Some famous papers and a few books by Unix's early developers
have mined this territory before. Kernighan and Pike's
The Unix Programming Environment [Kernighan-Pike84] stands out
among these and is rightly considered a classic. But today it shows
its age a bit; it doesn't cover the Internet, and the World Wide Web
or the new wave of interpreted languages like Perl, Tcl, and
Python.
About halfway into the composition of this book, we learned of
Mike Gancarz's The Unix Philosophy [Gancarz]. This book is excellent within its
range, but did not attempt to cover the full spectrum of topics we
felt needed to be addressed. Nevertheless we are grateful to the
author for the reminder that the very simplest Unix design patterns
have been the most persistent and successful ones.
The Pragmatic Programmer [Hunt-Thomas] is a witty and wise
disquisition on good design practice pitched at a slightly
different level of the software-design craft (more about coding, less
about higher-level partitioning of problems) than this book. The
authors' philosophy is an outgrowth of Unix experience, and it is an
excellent complement to this book.

Exercise data.

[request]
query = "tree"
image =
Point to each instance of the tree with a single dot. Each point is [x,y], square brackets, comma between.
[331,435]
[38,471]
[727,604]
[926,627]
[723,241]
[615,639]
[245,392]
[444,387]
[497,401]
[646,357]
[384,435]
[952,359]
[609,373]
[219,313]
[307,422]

Action item A. Print the passage about earlier books on Unix from "About halfway into" up to and including "to this book.".
Action item B. According to the passage about earlier books on Unix, which book did the authors learn of about halfway into writing their own?
Action item C. Go on with the passage about earlier books on Unix, starting after its last sentence.

Task output A.
About halfway into the composition of this book, we learned of
Mike Gancarz's The Unix Philosophy [Gancarz]. This book is excellent within its
range, but did not attempt to cover the full spectrum of topics we
felt needed to be addressed. Nevertheless we are grateful to the
author for the reminder that the very simplest Unix design patterns
have been the most persistent and successful ones.
The Pragmatic Programmer [Hunt-Thomas] is a witty and wise
disquisition on good design practice pitched at a slightly
different level of the software-design craft (more about coding, less
about higher-level partitioning of problems) than this book. The
authors' philosophy is an outgrowth of Unix experience, and it is an
excellent complement to this book.

Task output B. Mike Gancarz's The Unix Philosophy.

Task output C.
The Practice of Programming [Kernighan-Pike99] covers some of
the same ground as The Pragmatic Programmer
from a position deep within the Unix tradition.
Finally (and with admitted intent to provoke) we recommend
Zen Flesh, Zen Bones [Reps-Senzaki], an important collection of
Zen Buddhist primary sources. References to Zen are scattered throughout
this book. They are included because Zen provides a vocabulary for
addressing some ideas that turn out to be very important for software
design but are otherwise very difficult to hold in the mind. Readers
with religious attachments are invited to consider Zen not as a
religion but as a therapeutic form of mental discipline — which,
in its purest non-theistic forms, is exactly what Zen is.